> _Extrait cité_:
☆ ☆ ☆ ☆

De telles évolutions ne tombent pas du ciel. Leur origine remonte à une réflexion engagée il y a plus de vingt ans. Un rapport comparatif des pratiques du contrôle fiscal externe dans divers pays européens et de l’OCDE a même été publié en décembre 2002 sur cette question. Du nom de son rédacteur, M. Strainchamps, ce rapport qui concluait à une bonne efficacité du contrôle fiscal français par rapport à celui de ses voisins, a vite été rangé au fond des tiroirs. Mais pour autant la piste ouverte n’a pas été refermée. Plus discrète mais tout aussi efficace, elle a pris la forme d’échanges annuels sur la politique fiscale entre divers pays, notamment avec l’Allemagne, modèle économique à suivre s’il en est un, mais aussi avec un pays comme le Canada grand fournisseur d’algorithmes et d’applications censés remplacer le cerveau du vérificateur.

☆ ☆ ☆ ☆

> _Consigne A_: Comptez les lignes de la liste contenant la chaîne « rear », en tenant compte de la casse, puis indiquez uniquement ce nombre.
L'extrait ci-dessus et la liste ci-dessous sont indépendants l'un de l'autre.

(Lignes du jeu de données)

☆ ☆ ☆ ☆

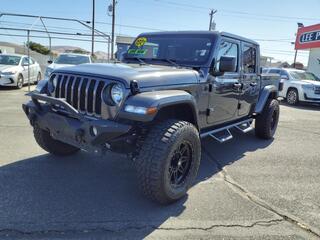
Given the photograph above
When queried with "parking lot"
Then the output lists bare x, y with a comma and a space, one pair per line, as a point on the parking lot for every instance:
246, 189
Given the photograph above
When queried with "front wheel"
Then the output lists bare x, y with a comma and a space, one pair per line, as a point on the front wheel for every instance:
292, 97
20, 82
51, 145
267, 122
169, 160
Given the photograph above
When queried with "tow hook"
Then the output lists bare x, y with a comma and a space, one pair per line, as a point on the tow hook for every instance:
79, 135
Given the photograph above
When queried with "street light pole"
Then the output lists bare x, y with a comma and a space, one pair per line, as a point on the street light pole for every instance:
211, 24
93, 21
113, 27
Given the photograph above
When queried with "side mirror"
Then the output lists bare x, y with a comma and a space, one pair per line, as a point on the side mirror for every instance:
226, 64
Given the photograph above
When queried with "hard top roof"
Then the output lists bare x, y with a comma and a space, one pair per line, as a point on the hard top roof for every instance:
194, 32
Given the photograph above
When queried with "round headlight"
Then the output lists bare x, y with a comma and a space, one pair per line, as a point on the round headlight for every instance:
117, 93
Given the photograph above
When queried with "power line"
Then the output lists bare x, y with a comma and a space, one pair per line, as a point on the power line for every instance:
192, 6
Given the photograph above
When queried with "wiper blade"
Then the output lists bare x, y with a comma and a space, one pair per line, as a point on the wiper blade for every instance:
172, 61
139, 59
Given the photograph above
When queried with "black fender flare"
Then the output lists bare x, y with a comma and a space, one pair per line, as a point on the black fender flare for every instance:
158, 100
265, 93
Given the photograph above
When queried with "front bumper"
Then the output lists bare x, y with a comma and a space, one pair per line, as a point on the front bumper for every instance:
8, 80
67, 125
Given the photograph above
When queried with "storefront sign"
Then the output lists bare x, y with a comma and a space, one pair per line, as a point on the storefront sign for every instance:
308, 37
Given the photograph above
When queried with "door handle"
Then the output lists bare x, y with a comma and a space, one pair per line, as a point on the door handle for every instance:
237, 85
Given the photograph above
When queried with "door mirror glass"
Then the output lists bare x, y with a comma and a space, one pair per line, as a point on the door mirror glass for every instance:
227, 64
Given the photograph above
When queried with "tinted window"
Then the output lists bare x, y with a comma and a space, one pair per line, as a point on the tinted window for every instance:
228, 49
72, 59
249, 59
185, 49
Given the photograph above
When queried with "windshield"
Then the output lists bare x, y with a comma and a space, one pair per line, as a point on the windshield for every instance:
182, 49
72, 59
304, 76
9, 60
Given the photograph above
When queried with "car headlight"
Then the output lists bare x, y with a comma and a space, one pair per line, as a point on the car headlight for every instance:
48, 72
117, 93
52, 84
307, 86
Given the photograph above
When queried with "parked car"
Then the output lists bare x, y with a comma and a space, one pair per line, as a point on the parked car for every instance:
67, 60
172, 89
298, 85
14, 70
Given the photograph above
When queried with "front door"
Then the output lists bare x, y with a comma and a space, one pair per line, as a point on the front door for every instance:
224, 95
249, 79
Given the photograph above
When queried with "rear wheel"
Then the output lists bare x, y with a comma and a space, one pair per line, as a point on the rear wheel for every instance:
20, 82
51, 145
267, 122
292, 97
169, 160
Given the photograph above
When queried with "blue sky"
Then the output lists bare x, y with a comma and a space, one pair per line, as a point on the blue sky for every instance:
272, 23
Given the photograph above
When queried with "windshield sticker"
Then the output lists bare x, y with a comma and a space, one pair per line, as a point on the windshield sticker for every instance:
140, 41
138, 51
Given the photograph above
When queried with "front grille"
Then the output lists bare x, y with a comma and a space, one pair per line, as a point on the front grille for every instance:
83, 93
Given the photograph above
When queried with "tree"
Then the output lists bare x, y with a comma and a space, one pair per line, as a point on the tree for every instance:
37, 47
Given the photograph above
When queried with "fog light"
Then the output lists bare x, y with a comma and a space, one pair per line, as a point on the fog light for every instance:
94, 131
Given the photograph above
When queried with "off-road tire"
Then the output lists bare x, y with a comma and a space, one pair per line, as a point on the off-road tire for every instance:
266, 123
20, 82
38, 78
51, 145
292, 97
155, 157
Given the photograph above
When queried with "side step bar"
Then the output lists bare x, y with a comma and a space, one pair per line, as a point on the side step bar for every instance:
223, 134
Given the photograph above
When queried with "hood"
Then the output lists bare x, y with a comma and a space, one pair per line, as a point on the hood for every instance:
56, 65
145, 75
7, 68
316, 83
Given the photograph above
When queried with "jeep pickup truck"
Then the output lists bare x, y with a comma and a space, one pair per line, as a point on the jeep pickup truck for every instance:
171, 90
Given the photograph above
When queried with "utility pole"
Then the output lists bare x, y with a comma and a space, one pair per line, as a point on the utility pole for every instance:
93, 21
212, 24
112, 9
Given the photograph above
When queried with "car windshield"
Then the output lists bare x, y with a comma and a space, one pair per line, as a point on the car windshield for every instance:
72, 59
304, 76
180, 49
9, 60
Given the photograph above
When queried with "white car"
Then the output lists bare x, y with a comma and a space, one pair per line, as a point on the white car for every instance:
14, 70
66, 60
298, 85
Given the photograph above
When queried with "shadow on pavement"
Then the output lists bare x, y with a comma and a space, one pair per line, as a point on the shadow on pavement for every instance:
85, 192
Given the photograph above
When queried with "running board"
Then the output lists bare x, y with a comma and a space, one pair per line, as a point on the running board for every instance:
223, 134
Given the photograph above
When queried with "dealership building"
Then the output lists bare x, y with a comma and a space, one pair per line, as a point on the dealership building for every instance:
308, 38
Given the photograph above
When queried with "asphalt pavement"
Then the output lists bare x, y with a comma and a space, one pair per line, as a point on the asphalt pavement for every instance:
246, 188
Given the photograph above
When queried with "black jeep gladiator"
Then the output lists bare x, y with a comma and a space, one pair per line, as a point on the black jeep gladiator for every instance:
171, 90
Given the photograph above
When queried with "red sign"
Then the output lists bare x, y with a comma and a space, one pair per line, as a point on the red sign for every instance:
308, 37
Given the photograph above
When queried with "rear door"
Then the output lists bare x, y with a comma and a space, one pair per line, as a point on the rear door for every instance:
224, 95
250, 79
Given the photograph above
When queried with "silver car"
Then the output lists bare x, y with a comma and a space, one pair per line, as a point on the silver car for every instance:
298, 85
14, 70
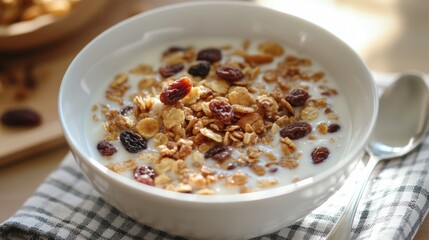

☆ ☆ ☆ ☆

> _Consigne B_: Traduisez en anglais cette phrase de l'extrait sur le contrôle fiscal : « Mais pour autant la piste ouverte n’a pas été refermée. »

> _Réponse rédigée A_: 4

> _Réponse rédigée B_: Yet the path that had been opened was not closed off for all that.